--- START Given data ---
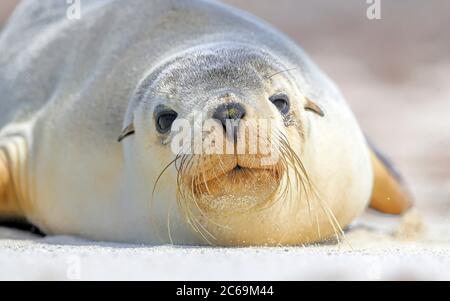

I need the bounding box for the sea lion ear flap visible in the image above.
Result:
[117,123,135,142]
[369,142,412,214]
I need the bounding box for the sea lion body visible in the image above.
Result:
[0,0,408,245]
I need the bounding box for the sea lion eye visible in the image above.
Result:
[156,110,178,134]
[269,94,291,114]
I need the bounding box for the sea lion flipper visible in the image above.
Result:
[0,149,18,219]
[370,146,412,214]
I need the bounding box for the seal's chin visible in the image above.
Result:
[194,164,283,215]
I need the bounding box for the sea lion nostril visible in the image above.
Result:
[213,102,246,131]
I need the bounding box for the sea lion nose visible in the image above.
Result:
[213,102,246,142]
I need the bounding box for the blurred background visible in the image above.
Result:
[0,0,450,224]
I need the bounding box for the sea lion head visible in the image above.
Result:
[120,43,366,245]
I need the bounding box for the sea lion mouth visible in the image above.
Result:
[187,159,283,215]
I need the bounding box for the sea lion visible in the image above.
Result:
[0,0,410,246]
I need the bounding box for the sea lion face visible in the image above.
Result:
[124,46,338,245]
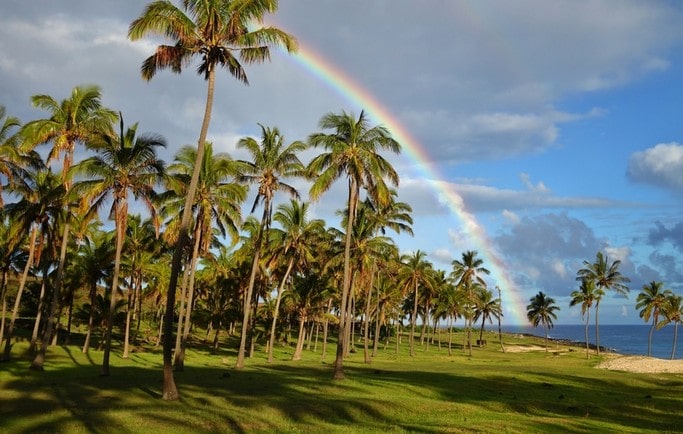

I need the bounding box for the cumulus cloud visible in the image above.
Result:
[626,142,683,193]
[648,222,683,252]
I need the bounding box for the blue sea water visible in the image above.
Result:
[503,324,683,359]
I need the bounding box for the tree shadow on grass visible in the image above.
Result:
[0,351,683,433]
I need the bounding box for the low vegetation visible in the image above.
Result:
[0,332,683,433]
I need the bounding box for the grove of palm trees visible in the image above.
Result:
[0,0,683,431]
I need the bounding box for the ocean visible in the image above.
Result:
[500,324,683,359]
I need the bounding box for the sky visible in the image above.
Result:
[0,0,683,325]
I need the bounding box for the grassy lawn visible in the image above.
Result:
[0,335,683,433]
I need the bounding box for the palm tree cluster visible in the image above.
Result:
[0,86,502,378]
[0,60,502,399]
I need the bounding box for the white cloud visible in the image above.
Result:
[626,142,683,193]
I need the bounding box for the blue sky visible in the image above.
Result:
[0,0,683,323]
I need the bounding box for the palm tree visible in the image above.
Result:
[3,169,65,360]
[398,250,433,356]
[526,291,560,352]
[128,0,296,400]
[163,143,247,371]
[451,250,491,356]
[569,280,605,358]
[74,117,166,376]
[636,280,673,356]
[268,200,325,363]
[22,86,116,370]
[657,293,683,360]
[474,288,503,345]
[75,227,116,354]
[0,105,43,209]
[308,111,401,380]
[235,125,306,369]
[576,252,631,355]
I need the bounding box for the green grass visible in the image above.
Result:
[0,335,683,433]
--- END Given data ---
- [Set exercise]:
Reproduce the rows from the line with "I need the bounding box for the sea lion flipper" up to and including the line with "[500,324,683,359]", swapping every "sea lion" for "walrus" and changing nothing else. Leave the pictures out of your answer.

- [Correct result]:
I need the bounding box for the walrus flipper visible in the image above.
Result:
[0,149,18,219]
[370,146,412,214]
I need the bounding box for the seal's chin visible in the image above.
Result:
[194,164,283,215]
I need the bounding box for the walrus nostril visible in the image above.
Result:
[213,102,246,131]
I need the bounding box for the walrus nose visible in the image above.
Result:
[213,102,246,142]
I need the bounding box for the blurred background visible in the image above.
Result:
[0,0,450,224]
I need the bounding box for the walrus head visible in the image above.
Result:
[120,43,366,245]
I need the bounding box for the walrus mouth visible in the image above.
Result:
[187,159,283,215]
I need the bounding box for the walrus visible in the image above.
Result:
[0,0,410,246]
I need the bounding box for the walrus face visible in the image above.
Result:
[124,46,338,245]

I need the bounding box for the cumulus cloud visible in the image above.
Result:
[626,142,683,193]
[648,222,683,252]
I need the bounding box for the blue sea water visible in the image above.
Result:
[503,324,683,359]
I need the bounding box for the tree shadow on grass visible in the image above.
Result:
[0,351,683,433]
I need the bounding box for the low vegetation visible in the image above.
Result:
[0,332,683,433]
I need the bounding box for the grove of palm trees visible in the image above.
Result:
[0,0,683,431]
I need the bounding box for the ocean visible in the image above.
Result:
[500,324,683,359]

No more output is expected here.